R/gg_tai.R

#' Tai's stability analysis
#'
#' This function runs Tai's stability analysis (Tai, G. C. C., 1971).
#' It assumes a RCBD with fixed effects for genotypes and random effects for environments.
#' @param trait The trait to analyze.
#' @param geno The genotypes.
#' @param env The environments.
#' @param rep The replications or blocks. A RCBD is assumed.
#' @param data The name of the data frame containing the data.
#' @param maxp Maximum allowed proportion of missing values to estimate, default is 10\%.
#' @param conf Probability for the Tai limits.
#' @param title Main title for plot.
#' @param color Color for symbols, labels and lines. Ignored; maintained for compatibility with original tai function.
#' @param size Relative size for symbols and labels. Ignored; maintained for compatibility with original tai function.
#' @param scaleSize logical. Whether dots should be scaled by trait value or not. Default is TRUE.
#' @author Raul Eyzaguirre
#' @author Reinhard Simon (transfer to ggplot2)
#' @import st4gi
#' @import ggplot2
#' @import ggrepel
#' @importFrom stats qf
#' @details The limits for alpha and lambda are computed using the mean squares from
#' an ANOVA table for a RCBD with blocks nested into environments. If the data set is
#' unbalanced, a warning is produced.
#' @return It returns the Tai graph for stability analysis but not anymore the values of alpha
#' and lambda for each genotype. Use 'tai' function.
#' @references
#' Tai, G. C. C. (1971). Genotypic Stability Analysis and Its Application to Potato
#' Regional Trials, Crop Science, Vol 11.
#' @export

gg_tai <- function(trait, geno, env, rep, data, maxp = 0.1, conf = 0.95, title = NULL,
                color = c("darkorange", "black", "gray"), size = c(1, 1), scaleSize = TRUE) {

  check.met <- function(trait, geno, env, rep, data) {

    # Everything as factor

    data[, geno] <- factor(data[, geno])

Supplied information:
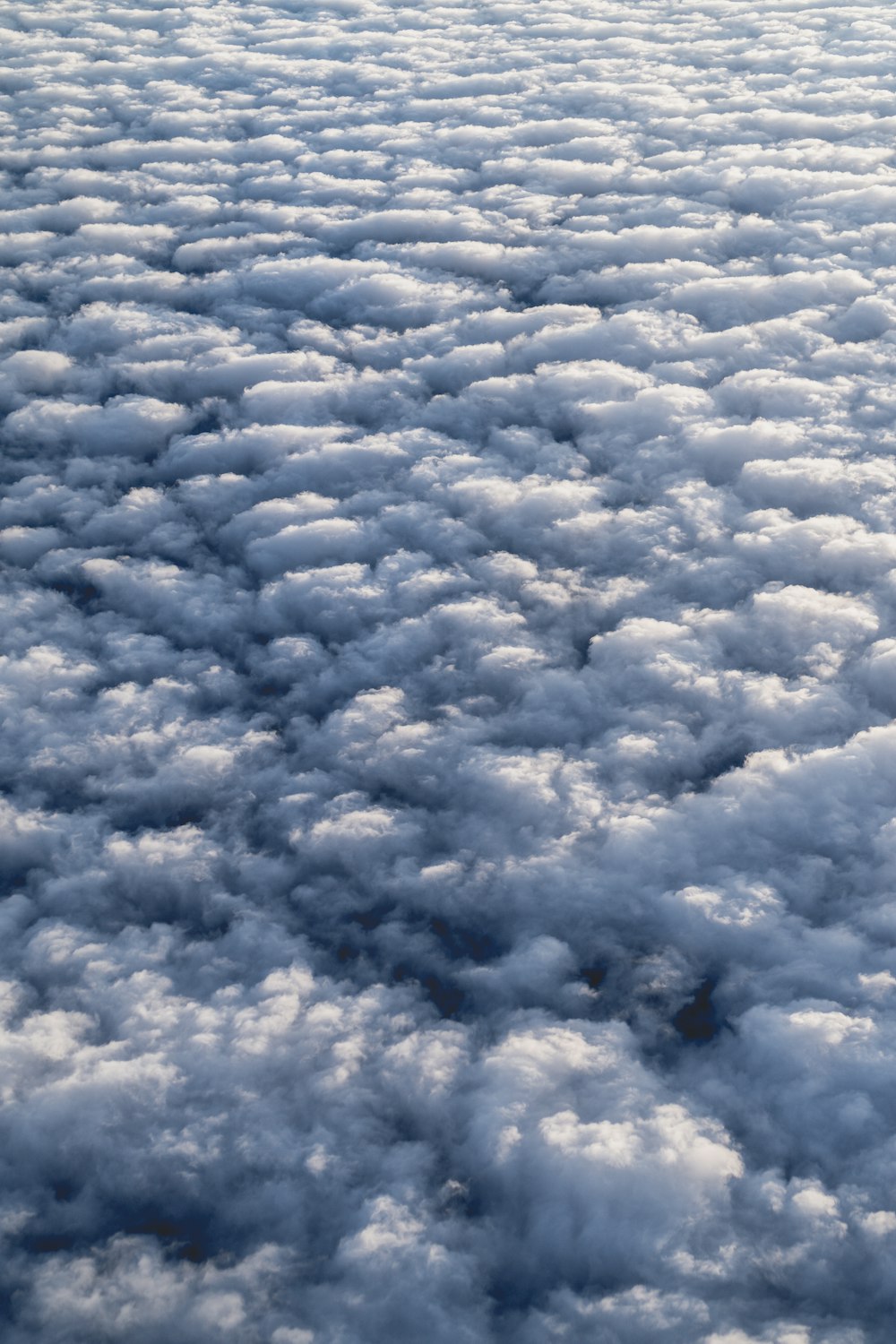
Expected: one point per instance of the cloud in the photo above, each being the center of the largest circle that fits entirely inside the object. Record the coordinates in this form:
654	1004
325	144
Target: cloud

Your instructions: In the source file for Tai's stability analysis, what is the default value of maxp? The material was taken from a separate source.

Result: 0.1, or 10%